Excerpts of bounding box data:
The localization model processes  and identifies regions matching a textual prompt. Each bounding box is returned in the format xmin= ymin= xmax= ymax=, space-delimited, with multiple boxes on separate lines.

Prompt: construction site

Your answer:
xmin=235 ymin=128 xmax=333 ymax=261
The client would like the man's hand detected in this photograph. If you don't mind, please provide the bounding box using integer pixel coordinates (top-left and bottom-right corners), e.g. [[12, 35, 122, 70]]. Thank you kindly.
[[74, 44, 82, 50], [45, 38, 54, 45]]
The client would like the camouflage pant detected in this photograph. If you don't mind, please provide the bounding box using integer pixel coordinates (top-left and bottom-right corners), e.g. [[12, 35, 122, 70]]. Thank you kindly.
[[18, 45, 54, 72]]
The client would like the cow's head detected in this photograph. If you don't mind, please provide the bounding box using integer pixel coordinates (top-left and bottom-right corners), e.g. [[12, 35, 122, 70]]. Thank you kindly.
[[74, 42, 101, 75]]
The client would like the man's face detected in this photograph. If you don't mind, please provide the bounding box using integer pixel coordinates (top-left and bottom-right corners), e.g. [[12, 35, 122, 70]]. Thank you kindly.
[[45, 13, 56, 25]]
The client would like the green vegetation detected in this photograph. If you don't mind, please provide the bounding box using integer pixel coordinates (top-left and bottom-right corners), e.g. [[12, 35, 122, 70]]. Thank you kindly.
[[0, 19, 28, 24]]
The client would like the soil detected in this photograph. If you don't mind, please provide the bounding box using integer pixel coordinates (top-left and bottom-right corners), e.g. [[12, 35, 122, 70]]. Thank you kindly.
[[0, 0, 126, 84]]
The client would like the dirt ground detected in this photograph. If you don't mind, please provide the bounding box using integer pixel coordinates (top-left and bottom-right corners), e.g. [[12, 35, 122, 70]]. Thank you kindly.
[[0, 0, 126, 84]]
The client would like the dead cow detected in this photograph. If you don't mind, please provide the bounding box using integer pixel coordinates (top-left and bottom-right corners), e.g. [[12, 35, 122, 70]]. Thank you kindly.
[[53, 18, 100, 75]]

The exercise —
Scale the lines from the first one through the line containing "[[18, 45, 54, 72]]", reproducing all of them with their requests, and multiply every coordinate in the answers by 0.6, rounding to whole numbers with halves rounded up. Leave the numbers in the requests and in their format samples unchanged.

Output of the task —
The localization model processes  and identifies regions matching a textual prompt. Each bounding box is returned in the format xmin= ymin= xmax= ymax=, space-delimited, with multiple boxes on separate lines.

Prompt: construction site

Your answer:
xmin=141 ymin=77 xmax=200 ymax=157
The client would like the man's hand detected in this photograph. If you don't mind, please provide the bounding box using integer pixel coordinates (top-left and bottom-right corners), e.g. [[12, 35, 122, 70]]. Thank you kindly.
[[44, 26, 49, 30], [27, 23, 32, 27]]
The client would like the camouflage pant detected in this photograph. If you don't mind, please provide the bounding box using integer pixel coordinates (top-left and bottom-right corners), e.g. [[12, 35, 122, 70]]. Thank you kindly.
[[11, 27, 32, 43]]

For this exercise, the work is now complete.